Task goal :: Could you pick up the mailing-list post below about debugging a kernel built with -gstabs+ and continue it after its last line?

2002-05-26 Thread David W. Chapman Jr.

On Mon, May 27, 2002 at 11:12:47AM +0900, Jun Kuriyama wrote:
 At Wed, 22 May 2002 18:54:02 + (UTC),
 David O'Brien wrote:
  -ggdb means to use the most expressive debugging format the compiler
  knows about.  You want -gstabs+ or -gstabs
 
 I cannot debug a kernel with -gstabs+ option.  Any hints about this?
 
 % cd sys/i386/compile/WATERBLUE
 % grep gdb ../../conf/WATERBLUE
 makeoptions DEBUG=-gstabs+  #Build kernel with gdb(1) debug symbols
 % sudo gdb52
 (gdb) symbol-file kernel.debug
 Reading symbols from kernel.debug...done.

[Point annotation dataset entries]
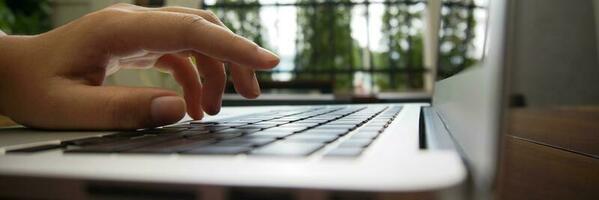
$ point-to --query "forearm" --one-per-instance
(2, 66)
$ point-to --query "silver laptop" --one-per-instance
(447, 149)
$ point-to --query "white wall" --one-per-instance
(555, 60)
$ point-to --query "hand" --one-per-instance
(54, 80)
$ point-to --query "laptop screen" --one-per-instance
(356, 47)
(469, 98)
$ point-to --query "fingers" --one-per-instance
(107, 107)
(172, 31)
(214, 75)
(244, 81)
(184, 73)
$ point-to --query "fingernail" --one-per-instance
(167, 110)
(271, 58)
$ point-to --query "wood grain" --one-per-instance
(550, 153)
(573, 129)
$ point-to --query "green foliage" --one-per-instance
(324, 42)
(244, 21)
(405, 45)
(25, 16)
(457, 27)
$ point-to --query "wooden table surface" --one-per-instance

Expected answer ::
 (gdb) exec-file kernel
 (gdb) core-file /var/crash/vmcore.4
 /var/crash/vmcore.4 is not a core dump: File format not recognized
 
Last time I checked, gdb was broken in -current and people were 
encouraged to use gdb in the ports system, but this may be oudated.

-- 
David W. Chapman Jr.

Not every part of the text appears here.